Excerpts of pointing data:
═══
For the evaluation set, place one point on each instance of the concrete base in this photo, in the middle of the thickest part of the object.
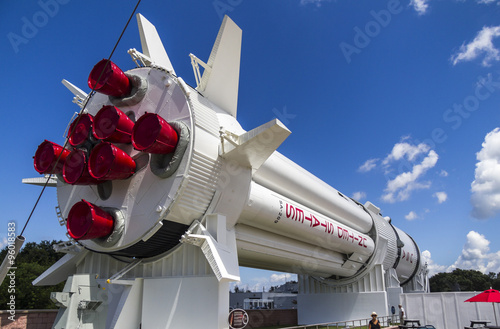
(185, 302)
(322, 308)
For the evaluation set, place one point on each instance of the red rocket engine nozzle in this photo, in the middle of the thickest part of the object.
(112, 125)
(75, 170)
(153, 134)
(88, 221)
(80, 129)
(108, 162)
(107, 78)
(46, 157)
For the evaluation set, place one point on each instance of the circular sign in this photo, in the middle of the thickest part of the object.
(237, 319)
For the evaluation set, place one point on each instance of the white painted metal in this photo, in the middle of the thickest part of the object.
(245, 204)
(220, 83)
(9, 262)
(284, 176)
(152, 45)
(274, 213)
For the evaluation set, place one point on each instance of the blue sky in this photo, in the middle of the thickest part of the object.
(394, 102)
═══
PROMPT:
Copy out all of the lines above word for word, omitting the pictures.

SOLUTION:
For the evaluation set, place one point on each instance of the concrete base in this photo, in the middle of the thickest part of the object.
(185, 302)
(322, 308)
For the evaluation set, place one point on each instance of the red rocket engine nozzle in this photo, in the middle of the thickest part of the object.
(112, 125)
(75, 170)
(153, 134)
(88, 221)
(80, 129)
(108, 162)
(107, 78)
(46, 157)
For the evaluation set, place one point on each instance of the circular sign in this photo, in the middle of the thickest part of the object.
(237, 319)
For the evaluation set, place one point on each instance of the white painted metal in this photo, in the middle of the thickest part of the object.
(245, 204)
(220, 83)
(9, 262)
(284, 176)
(152, 45)
(274, 213)
For the evaluation set, place one point on each instance of the blue sky in this photo, in the middle of the thickest part of the object.
(394, 102)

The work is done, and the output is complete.